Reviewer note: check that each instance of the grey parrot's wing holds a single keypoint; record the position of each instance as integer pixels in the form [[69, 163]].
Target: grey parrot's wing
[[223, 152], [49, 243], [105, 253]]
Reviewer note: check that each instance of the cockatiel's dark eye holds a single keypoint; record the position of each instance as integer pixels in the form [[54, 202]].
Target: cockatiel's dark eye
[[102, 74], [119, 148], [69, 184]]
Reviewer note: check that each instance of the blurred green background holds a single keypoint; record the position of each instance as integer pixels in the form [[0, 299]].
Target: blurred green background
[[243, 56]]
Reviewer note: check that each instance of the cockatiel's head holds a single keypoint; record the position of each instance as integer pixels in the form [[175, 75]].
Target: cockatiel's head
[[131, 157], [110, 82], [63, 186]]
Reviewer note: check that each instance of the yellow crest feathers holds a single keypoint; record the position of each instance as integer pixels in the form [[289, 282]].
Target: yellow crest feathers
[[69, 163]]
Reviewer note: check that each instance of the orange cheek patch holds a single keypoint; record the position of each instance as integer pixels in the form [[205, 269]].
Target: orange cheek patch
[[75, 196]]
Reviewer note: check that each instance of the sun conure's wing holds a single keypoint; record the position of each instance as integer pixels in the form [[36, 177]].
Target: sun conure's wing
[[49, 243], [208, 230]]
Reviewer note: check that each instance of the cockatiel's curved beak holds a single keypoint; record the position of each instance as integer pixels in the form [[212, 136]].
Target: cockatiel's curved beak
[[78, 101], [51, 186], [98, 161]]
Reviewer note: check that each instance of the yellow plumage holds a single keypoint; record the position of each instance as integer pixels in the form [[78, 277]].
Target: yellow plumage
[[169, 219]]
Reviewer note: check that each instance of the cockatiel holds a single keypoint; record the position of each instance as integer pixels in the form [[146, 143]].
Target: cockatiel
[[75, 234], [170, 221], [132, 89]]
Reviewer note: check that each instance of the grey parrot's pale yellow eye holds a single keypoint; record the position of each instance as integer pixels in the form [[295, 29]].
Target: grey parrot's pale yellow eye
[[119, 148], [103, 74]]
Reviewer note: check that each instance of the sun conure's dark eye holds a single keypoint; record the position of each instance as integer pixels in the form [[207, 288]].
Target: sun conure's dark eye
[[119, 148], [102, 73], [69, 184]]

---------------

• _Given request_
Starting with the line that contains "Reviewer note: check that each instance of the yellow plumage" and continuing through the end of the records, give those lines as a JSON list of strings with one string per line and blank lines omitted.

• _Expected answer_
[
  "Reviewer note: check that each instance of the yellow plumage holds a single keypoint; record the position of each instance as integer pixels in the form [[78, 277]].",
  "Target: yellow plumage",
  "[[169, 219]]",
  "Reviewer note: check that each instance of the cockatiel holds a single keypoint; record the position of each instance as integer pixels in the form [[146, 143]].",
  "Target: cockatiel",
  "[[75, 234], [170, 221], [132, 89]]",
  "Reviewer note: check that each instance of the grey parrot's pale yellow eye holds a single keypoint; record the position of each instance as integer pixels in the form [[295, 29]].",
  "Target: grey parrot's pale yellow eye",
  "[[119, 148], [103, 74]]",
  "Reviewer note: check that each instance of the sun conure's dark eye holds a single keypoint; record the position of each instance as integer pixels in the form [[207, 288]].",
  "Target: sun conure's dark eye",
  "[[119, 148], [102, 73], [69, 184]]"
]